#### EXERCISE OBJECTIVE
Copy every line below again, requests included, beginning at the line that contains "small stone | locate" and ending at the last of the items. Add 111 to each number in the answer coordinates, but leave the requests and their sample coordinates unchanged.

#### EXERCISE INPUTS
# # # # # # #

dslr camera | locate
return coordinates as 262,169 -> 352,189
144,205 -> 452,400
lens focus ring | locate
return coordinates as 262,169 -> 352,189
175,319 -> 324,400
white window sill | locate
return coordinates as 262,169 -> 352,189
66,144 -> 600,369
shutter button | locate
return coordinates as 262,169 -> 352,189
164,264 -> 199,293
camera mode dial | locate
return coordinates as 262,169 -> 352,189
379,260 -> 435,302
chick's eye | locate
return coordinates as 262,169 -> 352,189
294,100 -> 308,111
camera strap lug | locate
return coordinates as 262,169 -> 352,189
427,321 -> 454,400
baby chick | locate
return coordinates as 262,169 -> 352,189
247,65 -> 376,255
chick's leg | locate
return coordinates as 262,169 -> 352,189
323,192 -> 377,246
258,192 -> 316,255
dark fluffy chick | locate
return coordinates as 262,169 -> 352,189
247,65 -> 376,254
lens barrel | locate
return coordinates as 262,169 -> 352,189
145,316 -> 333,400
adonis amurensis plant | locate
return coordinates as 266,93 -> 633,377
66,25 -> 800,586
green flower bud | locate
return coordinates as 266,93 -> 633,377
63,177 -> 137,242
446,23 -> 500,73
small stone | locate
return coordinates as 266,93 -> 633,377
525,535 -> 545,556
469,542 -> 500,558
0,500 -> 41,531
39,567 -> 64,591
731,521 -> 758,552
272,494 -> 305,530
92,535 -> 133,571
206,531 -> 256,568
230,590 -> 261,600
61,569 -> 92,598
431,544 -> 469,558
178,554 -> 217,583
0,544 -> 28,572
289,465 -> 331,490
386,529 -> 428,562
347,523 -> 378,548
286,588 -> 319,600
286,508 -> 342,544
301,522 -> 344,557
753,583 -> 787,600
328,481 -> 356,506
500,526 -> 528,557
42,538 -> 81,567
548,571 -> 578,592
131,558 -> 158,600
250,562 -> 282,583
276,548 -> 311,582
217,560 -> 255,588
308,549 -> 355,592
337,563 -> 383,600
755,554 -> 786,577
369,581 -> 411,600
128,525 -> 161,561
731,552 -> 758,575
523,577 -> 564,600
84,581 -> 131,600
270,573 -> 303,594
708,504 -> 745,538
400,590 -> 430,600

# # # # # # #

#### TASK RESULT
small stone | locate
return coordinates as 266,93 -> 633,377
636,646 -> 656,667
580,653 -> 611,669
111,611 -> 152,642
150,678 -> 175,702
842,632 -> 869,663
383,605 -> 416,641
203,646 -> 244,682
317,642 -> 367,679
341,701 -> 372,711
172,680 -> 203,709
542,655 -> 580,669
289,665 -> 328,694
111,655 -> 139,683
400,576 -> 442,601
497,640 -> 539,673
458,634 -> 489,659
397,699 -> 430,711
397,619 -> 453,655
412,633 -> 455,668
864,694 -> 898,711
439,592 -> 467,617
611,637 -> 639,668
153,649 -> 192,678
659,682 -> 689,703
242,669 -> 269,711
361,673 -> 393,694
387,659 -> 422,693
328,671 -> 366,699
419,660 -> 466,703
448,674 -> 494,711
866,665 -> 897,688
480,692 -> 522,711
239,636 -> 272,672
842,663 -> 869,686
634,688 -> 675,711
195,692 -> 242,711
381,684 -> 414,705
819,615 -> 856,649
511,701 -> 541,711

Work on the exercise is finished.